PASSAGE PROVIDED
The "Circle Society" looked more like a pyramid, according to the CFTC (via Pixabay).

Bitcoin Ponzi scheme netted $11 million

In condemning the fraud, CFTC Chair Heath Tarbert said digital assets ‘hold great promise for our economy’

Commodity Futures Trading Commission Chairman Heath Tarbert spoke glowingly of cryptocurrencies on October 16. “Digital assets and other 21st century commodities hold great promise for our economy,” Tarbert said in a release. 

Unfortunately, he said that while announcing an lawsuit in which the CFTC was seeking to regain funds stolen in an $11 million Bitcoin (BTC) Ponzi scheme. 

The agency was granted a court order on October 3 freezing the assets of David Saffron, a Las Vegas resident, the agency said. He was charged with fraudulent solicitation, misappropriation, and registration violations in the civil suit. He was also ordered to retain documents by the U.S. District Court for the District of Nevada.

The agency alleged that Saffron pretended to be running an investment pool that made off-exchange trades through a company called Circle Society. Clients invested $11 million in bitcoins and U.S. dollars in the scheme, said the CFTC.

Photo object-pointing records:
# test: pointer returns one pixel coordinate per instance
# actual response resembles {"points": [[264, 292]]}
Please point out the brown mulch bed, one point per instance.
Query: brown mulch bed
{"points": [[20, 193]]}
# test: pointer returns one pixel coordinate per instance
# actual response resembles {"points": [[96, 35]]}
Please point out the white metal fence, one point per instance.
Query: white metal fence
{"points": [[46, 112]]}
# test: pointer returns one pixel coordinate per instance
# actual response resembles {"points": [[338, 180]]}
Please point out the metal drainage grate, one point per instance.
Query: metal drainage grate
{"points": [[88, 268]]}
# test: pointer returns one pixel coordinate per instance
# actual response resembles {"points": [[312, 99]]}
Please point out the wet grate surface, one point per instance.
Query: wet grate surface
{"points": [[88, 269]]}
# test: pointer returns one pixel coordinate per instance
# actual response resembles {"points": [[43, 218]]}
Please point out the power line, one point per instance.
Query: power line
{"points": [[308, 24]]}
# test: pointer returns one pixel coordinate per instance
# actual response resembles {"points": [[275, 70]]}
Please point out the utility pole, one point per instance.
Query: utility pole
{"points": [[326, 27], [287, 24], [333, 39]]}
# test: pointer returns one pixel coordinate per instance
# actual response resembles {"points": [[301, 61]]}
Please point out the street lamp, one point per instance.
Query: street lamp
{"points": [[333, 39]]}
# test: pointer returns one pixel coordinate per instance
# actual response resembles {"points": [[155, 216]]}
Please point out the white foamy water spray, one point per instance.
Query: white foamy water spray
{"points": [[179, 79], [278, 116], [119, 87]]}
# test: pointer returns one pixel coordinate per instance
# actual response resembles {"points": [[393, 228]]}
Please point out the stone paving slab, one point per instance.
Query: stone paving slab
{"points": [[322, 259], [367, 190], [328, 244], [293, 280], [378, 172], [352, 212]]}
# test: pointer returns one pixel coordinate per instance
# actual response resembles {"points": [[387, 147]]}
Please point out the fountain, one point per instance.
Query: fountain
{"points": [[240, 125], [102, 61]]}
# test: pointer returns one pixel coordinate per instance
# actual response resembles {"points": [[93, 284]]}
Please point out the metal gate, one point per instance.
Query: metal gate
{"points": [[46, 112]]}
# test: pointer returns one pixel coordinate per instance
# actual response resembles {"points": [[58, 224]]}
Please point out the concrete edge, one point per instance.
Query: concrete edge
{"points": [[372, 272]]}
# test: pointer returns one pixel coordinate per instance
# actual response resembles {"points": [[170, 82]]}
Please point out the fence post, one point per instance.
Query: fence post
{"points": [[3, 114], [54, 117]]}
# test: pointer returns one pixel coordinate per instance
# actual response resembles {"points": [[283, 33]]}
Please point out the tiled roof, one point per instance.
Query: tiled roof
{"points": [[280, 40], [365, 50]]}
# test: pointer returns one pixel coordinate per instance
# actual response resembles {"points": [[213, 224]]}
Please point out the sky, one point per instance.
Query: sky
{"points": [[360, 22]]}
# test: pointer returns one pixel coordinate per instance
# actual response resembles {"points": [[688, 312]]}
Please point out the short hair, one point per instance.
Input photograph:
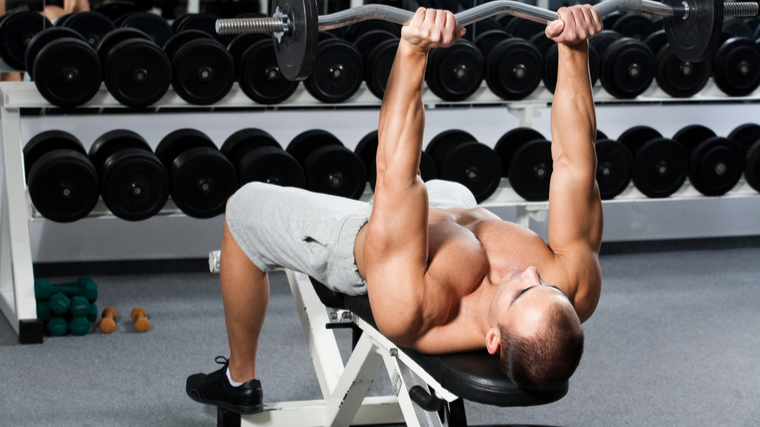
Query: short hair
{"points": [[547, 359]]}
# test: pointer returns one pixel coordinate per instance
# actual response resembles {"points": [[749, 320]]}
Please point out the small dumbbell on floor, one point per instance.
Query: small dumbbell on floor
{"points": [[142, 324]]}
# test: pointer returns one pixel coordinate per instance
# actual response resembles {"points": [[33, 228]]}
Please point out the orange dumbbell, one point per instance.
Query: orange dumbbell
{"points": [[108, 324], [141, 319]]}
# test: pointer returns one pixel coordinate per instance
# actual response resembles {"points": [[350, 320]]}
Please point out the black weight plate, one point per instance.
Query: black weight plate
{"points": [[456, 72], [680, 79], [240, 143], [530, 170], [634, 25], [475, 166], [151, 24], [67, 72], [244, 141], [752, 169], [514, 69], [656, 41], [137, 73], [203, 72], [442, 144], [112, 142], [378, 68], [41, 39], [46, 142], [242, 42], [601, 41], [614, 168], [635, 137], [205, 22], [696, 38], [487, 40], [202, 180], [660, 167], [628, 68], [369, 40], [91, 25], [307, 142], [736, 67], [297, 52], [356, 30], [693, 135], [338, 72], [524, 28], [63, 185], [259, 75], [16, 32], [173, 144], [511, 141], [335, 170], [271, 165], [716, 166], [134, 184], [745, 135], [737, 28], [181, 39], [115, 37]]}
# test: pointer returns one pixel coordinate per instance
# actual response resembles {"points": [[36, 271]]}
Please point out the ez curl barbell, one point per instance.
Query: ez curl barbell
{"points": [[693, 27]]}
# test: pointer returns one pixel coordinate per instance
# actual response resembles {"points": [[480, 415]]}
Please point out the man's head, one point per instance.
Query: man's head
{"points": [[535, 331]]}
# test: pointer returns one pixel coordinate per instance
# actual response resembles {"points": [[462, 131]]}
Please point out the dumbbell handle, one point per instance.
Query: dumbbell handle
{"points": [[279, 23]]}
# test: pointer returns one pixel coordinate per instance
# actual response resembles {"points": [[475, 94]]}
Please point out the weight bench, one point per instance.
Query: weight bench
{"points": [[428, 389]]}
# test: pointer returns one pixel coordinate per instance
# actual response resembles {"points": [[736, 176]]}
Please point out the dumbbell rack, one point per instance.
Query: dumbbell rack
{"points": [[16, 273]]}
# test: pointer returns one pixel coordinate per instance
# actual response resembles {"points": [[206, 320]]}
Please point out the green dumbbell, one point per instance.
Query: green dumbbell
{"points": [[84, 286], [57, 326]]}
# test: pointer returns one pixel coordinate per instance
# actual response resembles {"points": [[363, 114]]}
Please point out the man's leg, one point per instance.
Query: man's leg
{"points": [[245, 291]]}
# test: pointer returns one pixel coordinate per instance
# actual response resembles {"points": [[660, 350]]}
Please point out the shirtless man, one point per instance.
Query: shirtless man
{"points": [[442, 274]]}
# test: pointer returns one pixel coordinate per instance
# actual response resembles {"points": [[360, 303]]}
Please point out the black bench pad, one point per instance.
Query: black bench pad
{"points": [[473, 376]]}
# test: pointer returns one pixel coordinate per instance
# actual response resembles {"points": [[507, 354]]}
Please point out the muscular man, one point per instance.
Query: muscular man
{"points": [[442, 274]]}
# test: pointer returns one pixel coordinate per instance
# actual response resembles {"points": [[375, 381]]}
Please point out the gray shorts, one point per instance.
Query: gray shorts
{"points": [[313, 233]]}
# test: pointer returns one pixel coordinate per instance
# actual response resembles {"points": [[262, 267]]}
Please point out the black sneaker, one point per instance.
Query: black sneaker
{"points": [[215, 389]]}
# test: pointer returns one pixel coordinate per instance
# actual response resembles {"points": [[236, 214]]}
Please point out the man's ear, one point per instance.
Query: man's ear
{"points": [[493, 340]]}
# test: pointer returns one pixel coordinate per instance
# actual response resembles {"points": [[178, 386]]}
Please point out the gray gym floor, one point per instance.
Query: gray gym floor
{"points": [[675, 341]]}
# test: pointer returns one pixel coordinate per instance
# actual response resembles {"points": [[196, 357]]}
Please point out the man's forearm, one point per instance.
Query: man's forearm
{"points": [[402, 117]]}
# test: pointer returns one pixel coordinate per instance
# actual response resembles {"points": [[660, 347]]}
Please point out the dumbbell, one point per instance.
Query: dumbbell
{"points": [[526, 159], [675, 77], [65, 69], [627, 64], [660, 165], [202, 179], [16, 31], [151, 24], [455, 73], [91, 25], [63, 184], [136, 71], [108, 324], [367, 152], [134, 183], [378, 49], [258, 73], [736, 66], [614, 168], [550, 53], [257, 156], [716, 163], [338, 71], [329, 167], [513, 66], [748, 137], [142, 324], [203, 70], [459, 157]]}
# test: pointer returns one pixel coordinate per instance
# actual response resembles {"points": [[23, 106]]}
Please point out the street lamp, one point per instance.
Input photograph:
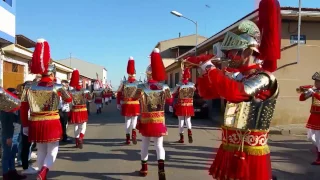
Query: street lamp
{"points": [[176, 13]]}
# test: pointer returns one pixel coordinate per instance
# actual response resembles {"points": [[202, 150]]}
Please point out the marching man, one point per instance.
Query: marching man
{"points": [[42, 98], [184, 91], [244, 152], [313, 123], [153, 96], [130, 107], [97, 95], [79, 114]]}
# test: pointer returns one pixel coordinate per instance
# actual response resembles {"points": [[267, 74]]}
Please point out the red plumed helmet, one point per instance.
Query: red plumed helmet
{"points": [[158, 70], [130, 67], [270, 28], [75, 78], [40, 58], [186, 74]]}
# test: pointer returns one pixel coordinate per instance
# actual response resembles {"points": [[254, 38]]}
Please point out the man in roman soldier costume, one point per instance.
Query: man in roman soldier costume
{"points": [[130, 107], [244, 153], [97, 95], [79, 114], [313, 123], [151, 125], [184, 91], [42, 98]]}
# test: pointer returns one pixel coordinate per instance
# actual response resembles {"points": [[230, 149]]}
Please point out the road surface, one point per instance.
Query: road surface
{"points": [[105, 156]]}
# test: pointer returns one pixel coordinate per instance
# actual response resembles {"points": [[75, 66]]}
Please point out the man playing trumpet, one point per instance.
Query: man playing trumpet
{"points": [[313, 123]]}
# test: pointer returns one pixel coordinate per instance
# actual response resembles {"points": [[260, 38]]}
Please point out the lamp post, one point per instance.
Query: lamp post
{"points": [[176, 13]]}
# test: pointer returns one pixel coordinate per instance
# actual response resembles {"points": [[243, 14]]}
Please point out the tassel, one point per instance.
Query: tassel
{"points": [[270, 28], [130, 67], [158, 69], [75, 77]]}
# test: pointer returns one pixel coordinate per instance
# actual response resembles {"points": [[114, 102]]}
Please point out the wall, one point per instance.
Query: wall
{"points": [[289, 110], [8, 20], [104, 76]]}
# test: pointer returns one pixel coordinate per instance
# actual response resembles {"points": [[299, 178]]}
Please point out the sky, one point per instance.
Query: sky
{"points": [[108, 32]]}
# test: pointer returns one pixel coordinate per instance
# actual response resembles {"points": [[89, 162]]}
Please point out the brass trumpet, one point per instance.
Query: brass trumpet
{"points": [[303, 89]]}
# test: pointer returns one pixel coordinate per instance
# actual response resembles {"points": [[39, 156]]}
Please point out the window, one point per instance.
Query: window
{"points": [[171, 80], [176, 78], [15, 67]]}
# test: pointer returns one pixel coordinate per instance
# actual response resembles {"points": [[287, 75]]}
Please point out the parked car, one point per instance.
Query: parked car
{"points": [[201, 108]]}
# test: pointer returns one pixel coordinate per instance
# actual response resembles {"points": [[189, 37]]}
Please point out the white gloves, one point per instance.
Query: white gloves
{"points": [[25, 131], [203, 67], [170, 108]]}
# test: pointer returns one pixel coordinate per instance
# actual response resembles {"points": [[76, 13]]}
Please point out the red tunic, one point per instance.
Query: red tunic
{"points": [[314, 118], [183, 107], [45, 126], [129, 106], [215, 85]]}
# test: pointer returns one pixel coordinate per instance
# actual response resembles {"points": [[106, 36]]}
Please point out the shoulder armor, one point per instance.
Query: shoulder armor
{"points": [[261, 81]]}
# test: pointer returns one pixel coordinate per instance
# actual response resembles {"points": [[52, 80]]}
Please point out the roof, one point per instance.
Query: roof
{"points": [[24, 41], [87, 69], [178, 38], [181, 46], [285, 11]]}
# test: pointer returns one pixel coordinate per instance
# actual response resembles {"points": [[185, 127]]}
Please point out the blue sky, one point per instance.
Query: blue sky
{"points": [[107, 32]]}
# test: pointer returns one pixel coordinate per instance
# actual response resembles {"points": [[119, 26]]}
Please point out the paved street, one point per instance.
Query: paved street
{"points": [[106, 157]]}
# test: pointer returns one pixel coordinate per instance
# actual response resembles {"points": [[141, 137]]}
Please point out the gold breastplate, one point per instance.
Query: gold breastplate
{"points": [[315, 101], [42, 99], [153, 100], [186, 91], [78, 97]]}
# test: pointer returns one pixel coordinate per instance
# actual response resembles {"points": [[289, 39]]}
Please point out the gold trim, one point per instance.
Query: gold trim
{"points": [[78, 110], [152, 120], [44, 117], [250, 150]]}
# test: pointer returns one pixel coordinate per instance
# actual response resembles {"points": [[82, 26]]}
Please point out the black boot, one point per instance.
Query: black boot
{"points": [[161, 173]]}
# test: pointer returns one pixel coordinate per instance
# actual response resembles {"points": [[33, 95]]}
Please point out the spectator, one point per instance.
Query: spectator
{"points": [[9, 143]]}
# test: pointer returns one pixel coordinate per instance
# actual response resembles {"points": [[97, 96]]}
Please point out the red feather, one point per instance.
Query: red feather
{"points": [[270, 27], [130, 67], [158, 70], [41, 58], [75, 77]]}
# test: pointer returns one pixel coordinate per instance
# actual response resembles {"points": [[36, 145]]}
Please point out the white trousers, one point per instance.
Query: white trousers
{"points": [[80, 128], [47, 154], [98, 106], [314, 137], [131, 123], [182, 120], [158, 143]]}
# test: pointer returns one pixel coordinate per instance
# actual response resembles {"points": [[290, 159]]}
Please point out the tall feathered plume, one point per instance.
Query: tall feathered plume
{"points": [[186, 74], [270, 28], [130, 67], [40, 58], [75, 77], [158, 70]]}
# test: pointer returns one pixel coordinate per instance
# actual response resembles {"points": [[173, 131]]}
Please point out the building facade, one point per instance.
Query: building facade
{"points": [[172, 48], [87, 69], [292, 71]]}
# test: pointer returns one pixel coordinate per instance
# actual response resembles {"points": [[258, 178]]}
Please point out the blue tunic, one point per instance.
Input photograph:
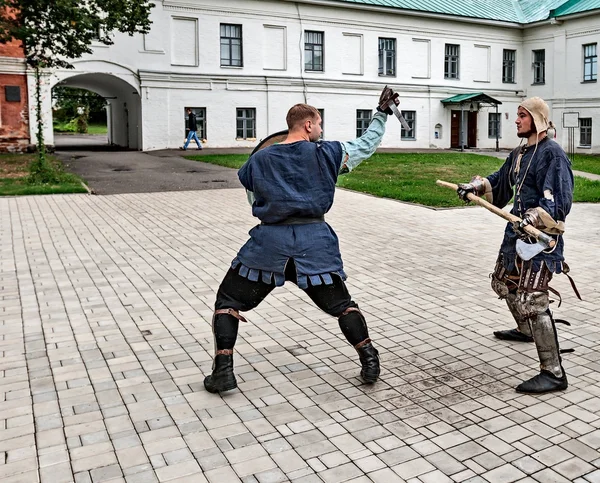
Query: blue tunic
{"points": [[545, 181], [297, 180], [292, 180]]}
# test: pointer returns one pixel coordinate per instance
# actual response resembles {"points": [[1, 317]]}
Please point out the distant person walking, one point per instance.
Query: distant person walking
{"points": [[193, 127]]}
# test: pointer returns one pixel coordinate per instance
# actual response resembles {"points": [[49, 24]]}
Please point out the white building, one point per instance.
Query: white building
{"points": [[242, 63]]}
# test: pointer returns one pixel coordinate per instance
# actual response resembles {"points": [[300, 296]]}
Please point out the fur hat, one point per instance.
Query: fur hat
{"points": [[537, 107]]}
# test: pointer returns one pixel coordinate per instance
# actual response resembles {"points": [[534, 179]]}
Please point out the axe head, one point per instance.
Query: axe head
{"points": [[527, 251]]}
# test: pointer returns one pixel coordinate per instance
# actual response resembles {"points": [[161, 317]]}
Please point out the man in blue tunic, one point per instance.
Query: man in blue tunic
{"points": [[291, 186], [538, 177]]}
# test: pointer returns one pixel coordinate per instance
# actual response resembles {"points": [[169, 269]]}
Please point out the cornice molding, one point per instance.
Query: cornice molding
{"points": [[408, 29], [12, 65]]}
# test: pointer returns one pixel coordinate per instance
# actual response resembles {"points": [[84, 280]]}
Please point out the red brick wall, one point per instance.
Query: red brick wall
{"points": [[12, 49], [14, 116]]}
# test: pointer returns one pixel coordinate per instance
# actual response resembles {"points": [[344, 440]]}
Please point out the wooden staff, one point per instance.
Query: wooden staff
{"points": [[530, 230]]}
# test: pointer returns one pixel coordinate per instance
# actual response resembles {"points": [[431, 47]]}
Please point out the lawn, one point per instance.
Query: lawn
{"points": [[587, 163], [411, 177], [13, 177]]}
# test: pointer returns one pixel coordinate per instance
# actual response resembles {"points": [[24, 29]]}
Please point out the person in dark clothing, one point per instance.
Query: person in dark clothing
{"points": [[193, 127], [539, 177], [291, 185]]}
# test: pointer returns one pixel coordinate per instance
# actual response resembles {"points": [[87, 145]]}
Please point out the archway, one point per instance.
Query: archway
{"points": [[120, 88]]}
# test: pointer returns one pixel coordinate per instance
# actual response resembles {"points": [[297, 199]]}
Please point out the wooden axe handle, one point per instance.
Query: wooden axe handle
{"points": [[534, 232]]}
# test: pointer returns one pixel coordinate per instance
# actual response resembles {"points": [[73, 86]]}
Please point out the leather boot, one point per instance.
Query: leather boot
{"points": [[545, 381], [369, 358], [222, 377], [552, 376], [513, 335]]}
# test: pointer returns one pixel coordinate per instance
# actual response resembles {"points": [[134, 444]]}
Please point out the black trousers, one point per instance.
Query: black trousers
{"points": [[239, 293]]}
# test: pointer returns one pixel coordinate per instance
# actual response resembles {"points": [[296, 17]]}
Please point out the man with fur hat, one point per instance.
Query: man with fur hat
{"points": [[537, 176]]}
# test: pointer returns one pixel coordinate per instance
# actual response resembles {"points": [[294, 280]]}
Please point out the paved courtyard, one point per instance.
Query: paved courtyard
{"points": [[106, 338]]}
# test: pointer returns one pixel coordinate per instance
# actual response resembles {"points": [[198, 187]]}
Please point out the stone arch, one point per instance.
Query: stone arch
{"points": [[120, 86]]}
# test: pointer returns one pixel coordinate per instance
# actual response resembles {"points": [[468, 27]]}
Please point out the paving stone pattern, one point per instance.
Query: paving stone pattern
{"points": [[106, 338]]}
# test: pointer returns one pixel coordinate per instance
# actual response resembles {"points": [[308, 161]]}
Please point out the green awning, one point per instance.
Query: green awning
{"points": [[471, 97]]}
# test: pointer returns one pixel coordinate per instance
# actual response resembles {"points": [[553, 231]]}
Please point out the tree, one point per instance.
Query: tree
{"points": [[53, 32]]}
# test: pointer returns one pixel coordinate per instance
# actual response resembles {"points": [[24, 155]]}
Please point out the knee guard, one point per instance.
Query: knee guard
{"points": [[503, 283], [532, 304], [546, 343], [225, 328], [353, 325]]}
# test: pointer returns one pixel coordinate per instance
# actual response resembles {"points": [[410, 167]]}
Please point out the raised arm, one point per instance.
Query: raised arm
{"points": [[356, 151]]}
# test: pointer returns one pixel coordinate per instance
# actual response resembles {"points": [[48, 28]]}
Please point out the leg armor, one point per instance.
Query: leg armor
{"points": [[336, 301], [505, 285], [532, 302], [354, 328], [235, 294]]}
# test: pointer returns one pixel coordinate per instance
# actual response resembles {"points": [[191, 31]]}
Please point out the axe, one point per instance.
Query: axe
{"points": [[525, 250]]}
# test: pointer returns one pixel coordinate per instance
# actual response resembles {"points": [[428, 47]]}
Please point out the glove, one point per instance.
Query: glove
{"points": [[386, 96], [531, 218], [476, 186]]}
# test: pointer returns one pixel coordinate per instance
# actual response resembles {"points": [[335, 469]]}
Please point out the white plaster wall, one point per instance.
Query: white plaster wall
{"points": [[166, 89]]}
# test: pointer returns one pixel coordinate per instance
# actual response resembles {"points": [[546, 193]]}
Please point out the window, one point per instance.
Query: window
{"points": [[539, 66], [322, 113], [508, 66], [411, 119], [494, 124], [231, 45], [451, 64], [585, 131], [387, 57], [590, 63], [363, 119], [200, 113], [313, 50], [12, 93], [246, 123]]}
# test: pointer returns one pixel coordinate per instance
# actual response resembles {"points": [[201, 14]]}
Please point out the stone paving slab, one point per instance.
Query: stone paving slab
{"points": [[106, 338]]}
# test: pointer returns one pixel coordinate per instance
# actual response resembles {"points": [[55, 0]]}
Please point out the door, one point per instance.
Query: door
{"points": [[455, 129], [472, 130]]}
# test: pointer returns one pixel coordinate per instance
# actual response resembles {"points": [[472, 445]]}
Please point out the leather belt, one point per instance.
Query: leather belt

ACTIONS TO TAKE
a) Answer these from the Bitcoin Ponzi scheme article:
(i) On what date did Heath Tarbert speak of cryptocurrencies?
(ii) In which city does David Saffron live?
(iii) Which court ordered Saffron to retain documents?
b) Rewrite the Bitcoin Ponzi scheme article starting with "Unfortunately, he said" and going on through "said the CFTC.", changing "agency" to "commission".
c) Continue the article on the Bitcoin Ponzi scheme from its final sentence.
This material has no connection to the article on the Bitcoin Ponzi scheme.

ANSWERS
a)
(i) October 16
(ii) Las Vegas
(iii) The U.S. District Court for the District of Nevada

b)
Unfortunately, he said that while announcing an lawsuit in which the CFTC was seeking to regain funds stolen in an $11 million Bitcoin (BTC) Ponzi scheme. 

The commission was granted a court order on October 3 freezing the assets of David Saffron, a Las Vegas resident, the commission said. He was charged with fraudulent solicitation, misappropriation, and registration violations in the civil suit. He was also ordered to retain documents by the U.S. District Court for the District of Nevada.

The commission alleged that Saffron pretended to be running an investment pool that made off-exchange trades through a company called Circle Society. Clients invested $11 million in bitcoins and U.S. dollars in the scheme, said the CFTC.

c)
Saffron promised victims a 300% return by trading binary options in cryptocurrency pairs and on foreign currencies, it added. 

Like most investments that sound too good to be true, it was, the agency alleged.

Instead of making trades, Saffron was actually keeping the money in his personal cryptocurrency wallet, according to the release. He used those “funds to pay other participants, in the manner of a Ponzi scheme,” it added.

“Fraudulent schemes, like that alleged in this case, not only cheat innocent people out of their hard-earned money, but they threaten to undermine the responsible development of these new and innovative markets,” Tarbert said. “America must be a leader in this space, and we will only succeed if these markets have integrity.”

The CFTC chairman has been a supporter of cryptocurrencies since taking over the agency in July. On October 10, he announced that he considered, ether (ETH) to be a commodity regulated by his agency, rather than a security under the Securities and Exchange Commission.

That would make the second-largest cryptocurrency by market capitalization eligible to be traded as a future, joining bitcoin.

While the agency said it would try to restore assets to the scheme’s victims, it warned that they may be gone.

The CFTC is also seeking fines, a permanent registration and trading ban, and an injunction against future violations of the Commodity Exchange Act and Commission regulations.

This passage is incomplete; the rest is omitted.